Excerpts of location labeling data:
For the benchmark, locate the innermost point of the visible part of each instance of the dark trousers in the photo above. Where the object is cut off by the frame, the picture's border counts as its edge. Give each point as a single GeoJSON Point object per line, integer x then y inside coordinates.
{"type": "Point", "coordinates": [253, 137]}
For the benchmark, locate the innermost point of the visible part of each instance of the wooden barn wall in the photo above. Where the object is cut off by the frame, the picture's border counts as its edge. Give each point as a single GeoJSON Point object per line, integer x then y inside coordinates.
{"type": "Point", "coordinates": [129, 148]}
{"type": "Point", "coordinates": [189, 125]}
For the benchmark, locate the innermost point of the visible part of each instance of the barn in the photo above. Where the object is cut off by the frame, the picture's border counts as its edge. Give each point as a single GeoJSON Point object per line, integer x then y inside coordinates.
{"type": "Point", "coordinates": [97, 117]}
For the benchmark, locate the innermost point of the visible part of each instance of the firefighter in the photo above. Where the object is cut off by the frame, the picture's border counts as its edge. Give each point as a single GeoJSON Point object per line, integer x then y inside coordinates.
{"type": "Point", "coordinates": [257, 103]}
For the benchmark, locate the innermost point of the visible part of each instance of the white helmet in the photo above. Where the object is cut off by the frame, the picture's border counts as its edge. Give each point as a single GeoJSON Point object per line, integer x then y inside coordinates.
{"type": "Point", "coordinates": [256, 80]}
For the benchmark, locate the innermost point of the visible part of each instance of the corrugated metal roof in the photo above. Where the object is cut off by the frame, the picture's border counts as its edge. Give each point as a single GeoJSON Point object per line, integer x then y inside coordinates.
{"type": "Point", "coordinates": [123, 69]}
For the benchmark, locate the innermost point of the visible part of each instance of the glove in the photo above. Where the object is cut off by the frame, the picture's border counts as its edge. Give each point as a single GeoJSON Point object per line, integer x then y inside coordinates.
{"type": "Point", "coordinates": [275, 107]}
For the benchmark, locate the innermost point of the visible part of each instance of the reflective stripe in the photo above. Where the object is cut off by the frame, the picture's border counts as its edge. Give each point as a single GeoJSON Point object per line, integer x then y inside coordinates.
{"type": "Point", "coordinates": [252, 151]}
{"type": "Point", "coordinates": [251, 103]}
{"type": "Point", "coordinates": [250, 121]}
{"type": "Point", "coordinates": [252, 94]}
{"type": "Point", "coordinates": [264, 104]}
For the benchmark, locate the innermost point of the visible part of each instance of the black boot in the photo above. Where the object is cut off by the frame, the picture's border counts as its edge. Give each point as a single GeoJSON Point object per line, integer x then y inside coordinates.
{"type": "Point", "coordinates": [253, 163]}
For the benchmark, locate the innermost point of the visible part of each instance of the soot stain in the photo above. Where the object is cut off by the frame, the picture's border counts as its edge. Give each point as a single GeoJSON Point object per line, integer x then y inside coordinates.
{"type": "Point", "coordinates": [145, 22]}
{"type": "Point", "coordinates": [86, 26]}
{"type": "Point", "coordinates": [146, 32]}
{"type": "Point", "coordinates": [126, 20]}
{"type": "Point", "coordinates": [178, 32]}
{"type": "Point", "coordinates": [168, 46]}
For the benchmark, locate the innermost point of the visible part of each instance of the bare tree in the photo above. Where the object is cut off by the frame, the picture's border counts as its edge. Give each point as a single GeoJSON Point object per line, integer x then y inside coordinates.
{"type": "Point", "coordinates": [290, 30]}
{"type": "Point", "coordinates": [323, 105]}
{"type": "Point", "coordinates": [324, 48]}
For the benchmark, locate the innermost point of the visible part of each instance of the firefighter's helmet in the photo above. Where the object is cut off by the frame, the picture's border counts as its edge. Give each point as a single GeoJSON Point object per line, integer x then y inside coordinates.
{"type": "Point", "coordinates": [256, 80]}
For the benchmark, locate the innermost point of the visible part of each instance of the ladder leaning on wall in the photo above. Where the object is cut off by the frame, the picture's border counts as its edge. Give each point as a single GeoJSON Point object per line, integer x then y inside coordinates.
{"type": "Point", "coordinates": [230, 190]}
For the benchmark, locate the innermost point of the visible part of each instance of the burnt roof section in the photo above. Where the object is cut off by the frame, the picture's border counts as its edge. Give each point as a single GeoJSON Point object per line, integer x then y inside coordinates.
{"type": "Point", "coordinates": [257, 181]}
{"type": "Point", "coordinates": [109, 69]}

WHAT IS EXPECTED: Please set down each line of the records exactly as given.

COMPLETE OUTPUT:
For the benchmark, locate the innermost point of the visible part of each instance of the dark trousers in the photo above. Where the object is cut off by the frame, the picture's border counts as its edge. Give each point as a single GeoJSON Point object per line, integer x then y inside coordinates.
{"type": "Point", "coordinates": [253, 137]}
For the benchmark, locate the innermost point of the visible part of each instance of the wooden barn wall in the photo above. Where the object is cut off by the frame, the picture's border counts as its edge. Give each point as a single GeoJSON Point object per line, integer x then y inside coordinates.
{"type": "Point", "coordinates": [129, 148]}
{"type": "Point", "coordinates": [189, 125]}
For the benchmark, locate the innermost point of the visible part of each instance of the barn in the photo above. Where the object is cut off by the frame, the picture's border counts as its edge. Give each point as a single GeoJSON Point object per line, integer x then y inside coordinates.
{"type": "Point", "coordinates": [97, 117]}
For the benchmark, locate the innermost point of the visible part of each instance of the firefighter in the photo above. Where the object is cut off by the frame, the picture's border counts as its edge. Give each point as a single GeoJSON Point object per line, integer x then y inside coordinates.
{"type": "Point", "coordinates": [257, 103]}
For the benchmark, locate the innermost point of the visible part of each instance of the white helmet in the photo above. Where the object is cut off by the frame, the picture's border counts as its edge. Give each point as a single GeoJSON Point object per line, integer x then y inside coordinates.
{"type": "Point", "coordinates": [256, 80]}
For the benchmark, locate the innermost point of the visible part of each instance of the corrugated metal roof in the photo above. Where the object is cut off by the frame, the picture's border counts as its edge. Give each point as a single GeoJSON Point object per line, integer x then y inside coordinates.
{"type": "Point", "coordinates": [123, 69]}
For the benchmark, locate the innermost point of the visible part of each instance of the glove in the photo above. Where the object is cut off by the frame, the picture's border counts as its edge. Give each point as a single GeoJSON Point object per line, integer x then y inside coordinates.
{"type": "Point", "coordinates": [275, 107]}
For the benchmark, locate the innermost point of the visible part of each instance of the reflective stripe in the photo above. Where the object is cut off by the frame, the picture's border counts as its edge. Give each point as a single GeoJSON Point object per line, integer x then y inside coordinates.
{"type": "Point", "coordinates": [252, 151]}
{"type": "Point", "coordinates": [251, 103]}
{"type": "Point", "coordinates": [250, 121]}
{"type": "Point", "coordinates": [252, 94]}
{"type": "Point", "coordinates": [264, 104]}
For the benchmark, locate the innermost point of the visible part of each instance of the black boot in the photo above. Where the object is cut off by the frame, the picture's border counts as its edge. Give each point as a single GeoJSON Point object per line, integer x then y inside coordinates.
{"type": "Point", "coordinates": [253, 163]}
For the benchmark, locate the innermost point of the visible part of each instance of the soot stain in the photo above. Where the object is cut off by the frame, the picture's border counts as its edge. Give each point as a single GeoJSON Point object per line, integer x then y inside coordinates.
{"type": "Point", "coordinates": [145, 22]}
{"type": "Point", "coordinates": [86, 26]}
{"type": "Point", "coordinates": [146, 32]}
{"type": "Point", "coordinates": [126, 20]}
{"type": "Point", "coordinates": [178, 32]}
{"type": "Point", "coordinates": [168, 46]}
For the benchmark, locate the innermost point of the visible part of each instance of the bare tree in the photo above. Where the object is cut off by the frame, the picture's border counts as its edge. Give each point as a single GeoJSON Point object per line, integer x then y inside coordinates.
{"type": "Point", "coordinates": [290, 30]}
{"type": "Point", "coordinates": [323, 105]}
{"type": "Point", "coordinates": [324, 48]}
For the benchmark, locate the innermost point of the visible part of each instance of the firefighter's helmet in the photo above. Where the object is cut off by the frame, the picture's border counts as its edge. Give each point as a single GeoJSON Point object per line, integer x then y inside coordinates.
{"type": "Point", "coordinates": [256, 80]}
For the benchmark, locate the innermost point of the visible part of each instance of the ladder leaning on wall in the photo above. Where the object is cut off by the frame, the picture's border counts as its edge. Give each point as a single GeoJSON Point object per line, integer x then y inside coordinates.
{"type": "Point", "coordinates": [230, 190]}
For the benchmark, locate the innermost point of the visible part of each instance of the burnt roof section in the photo above. Where the object is cut off by the frame, the picture's border counts as its edge. Give each point as a single GeoJSON Point object per line, integer x then y inside coordinates.
{"type": "Point", "coordinates": [257, 181]}
{"type": "Point", "coordinates": [109, 69]}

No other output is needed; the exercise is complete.